• [EXERCISE PROMPT]: In how many lines of the items below does the word "blue" appear, with matching case? Reply with the number alone.

• [THE DATA]:
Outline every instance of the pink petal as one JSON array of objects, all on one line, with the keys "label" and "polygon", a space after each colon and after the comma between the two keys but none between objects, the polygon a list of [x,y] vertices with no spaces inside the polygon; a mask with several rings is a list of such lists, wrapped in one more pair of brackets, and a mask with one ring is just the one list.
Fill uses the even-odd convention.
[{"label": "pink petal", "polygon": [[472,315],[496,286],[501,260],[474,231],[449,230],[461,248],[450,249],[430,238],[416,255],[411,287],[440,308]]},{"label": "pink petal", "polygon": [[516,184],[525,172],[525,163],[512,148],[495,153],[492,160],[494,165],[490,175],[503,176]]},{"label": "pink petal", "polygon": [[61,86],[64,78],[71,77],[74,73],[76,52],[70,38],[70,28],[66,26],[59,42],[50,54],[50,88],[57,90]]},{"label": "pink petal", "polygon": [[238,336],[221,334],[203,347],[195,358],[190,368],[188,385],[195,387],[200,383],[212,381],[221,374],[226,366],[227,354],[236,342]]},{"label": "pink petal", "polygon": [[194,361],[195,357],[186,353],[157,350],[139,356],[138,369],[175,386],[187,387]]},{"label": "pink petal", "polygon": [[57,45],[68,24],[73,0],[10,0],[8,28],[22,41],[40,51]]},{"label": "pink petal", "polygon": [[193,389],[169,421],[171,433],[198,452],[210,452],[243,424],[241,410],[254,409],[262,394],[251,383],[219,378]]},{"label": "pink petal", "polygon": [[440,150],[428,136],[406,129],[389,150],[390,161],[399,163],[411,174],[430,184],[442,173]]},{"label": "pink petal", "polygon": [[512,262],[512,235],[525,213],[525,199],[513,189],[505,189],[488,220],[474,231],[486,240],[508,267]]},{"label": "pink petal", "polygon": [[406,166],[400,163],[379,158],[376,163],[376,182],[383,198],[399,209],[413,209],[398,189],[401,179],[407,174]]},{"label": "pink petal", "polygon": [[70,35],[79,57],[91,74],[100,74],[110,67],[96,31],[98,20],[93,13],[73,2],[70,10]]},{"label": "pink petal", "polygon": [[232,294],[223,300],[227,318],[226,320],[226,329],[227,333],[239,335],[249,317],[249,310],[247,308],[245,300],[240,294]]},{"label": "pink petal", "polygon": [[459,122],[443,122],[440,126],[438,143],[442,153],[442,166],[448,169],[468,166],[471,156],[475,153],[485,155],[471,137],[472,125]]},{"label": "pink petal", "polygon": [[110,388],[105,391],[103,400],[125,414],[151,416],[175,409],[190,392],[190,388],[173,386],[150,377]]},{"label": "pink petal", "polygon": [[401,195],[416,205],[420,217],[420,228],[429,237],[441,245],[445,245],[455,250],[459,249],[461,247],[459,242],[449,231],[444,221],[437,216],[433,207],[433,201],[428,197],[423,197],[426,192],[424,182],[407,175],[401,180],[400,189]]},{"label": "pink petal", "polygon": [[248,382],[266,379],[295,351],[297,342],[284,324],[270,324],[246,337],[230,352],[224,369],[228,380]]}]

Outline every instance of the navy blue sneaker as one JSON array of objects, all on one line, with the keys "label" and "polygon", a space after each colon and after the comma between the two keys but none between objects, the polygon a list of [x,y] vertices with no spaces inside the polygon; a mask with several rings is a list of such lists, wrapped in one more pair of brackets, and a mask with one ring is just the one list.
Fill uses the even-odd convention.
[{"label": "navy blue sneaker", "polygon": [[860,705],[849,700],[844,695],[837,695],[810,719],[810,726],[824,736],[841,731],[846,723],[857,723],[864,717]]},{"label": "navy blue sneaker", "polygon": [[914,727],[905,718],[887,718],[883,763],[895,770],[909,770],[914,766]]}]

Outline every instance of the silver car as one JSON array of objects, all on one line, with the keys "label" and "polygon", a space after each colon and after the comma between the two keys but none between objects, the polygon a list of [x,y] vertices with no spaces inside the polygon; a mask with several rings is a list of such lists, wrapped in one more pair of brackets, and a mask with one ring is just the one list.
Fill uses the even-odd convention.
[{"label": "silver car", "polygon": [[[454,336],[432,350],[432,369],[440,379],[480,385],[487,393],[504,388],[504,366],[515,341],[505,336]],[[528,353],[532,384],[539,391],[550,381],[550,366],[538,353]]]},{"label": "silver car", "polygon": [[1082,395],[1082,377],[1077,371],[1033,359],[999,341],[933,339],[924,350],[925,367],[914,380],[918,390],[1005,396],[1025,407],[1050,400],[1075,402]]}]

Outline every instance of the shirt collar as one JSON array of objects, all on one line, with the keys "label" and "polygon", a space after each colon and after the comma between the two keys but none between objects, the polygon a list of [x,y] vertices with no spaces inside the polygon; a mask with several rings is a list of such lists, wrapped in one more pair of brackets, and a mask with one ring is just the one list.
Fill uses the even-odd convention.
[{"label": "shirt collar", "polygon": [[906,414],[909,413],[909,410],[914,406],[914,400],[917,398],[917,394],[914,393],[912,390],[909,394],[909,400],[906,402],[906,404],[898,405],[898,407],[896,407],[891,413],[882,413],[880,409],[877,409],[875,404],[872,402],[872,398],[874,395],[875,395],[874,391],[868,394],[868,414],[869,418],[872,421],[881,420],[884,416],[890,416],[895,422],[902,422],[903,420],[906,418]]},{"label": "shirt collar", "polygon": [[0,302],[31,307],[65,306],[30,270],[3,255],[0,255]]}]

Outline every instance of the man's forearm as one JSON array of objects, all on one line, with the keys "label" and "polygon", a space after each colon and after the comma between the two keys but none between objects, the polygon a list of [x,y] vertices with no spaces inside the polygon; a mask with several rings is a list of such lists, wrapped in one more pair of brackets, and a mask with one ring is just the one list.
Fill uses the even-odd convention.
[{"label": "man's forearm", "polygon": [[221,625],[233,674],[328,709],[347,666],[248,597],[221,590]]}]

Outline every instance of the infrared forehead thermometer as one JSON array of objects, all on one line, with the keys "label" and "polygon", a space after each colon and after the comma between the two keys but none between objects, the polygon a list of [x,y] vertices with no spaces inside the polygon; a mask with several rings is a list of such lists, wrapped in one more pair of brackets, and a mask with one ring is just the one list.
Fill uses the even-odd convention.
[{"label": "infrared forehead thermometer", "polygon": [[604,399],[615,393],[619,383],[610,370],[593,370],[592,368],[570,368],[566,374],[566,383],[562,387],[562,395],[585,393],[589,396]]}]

• [ANSWER FOR THE TASK]: 2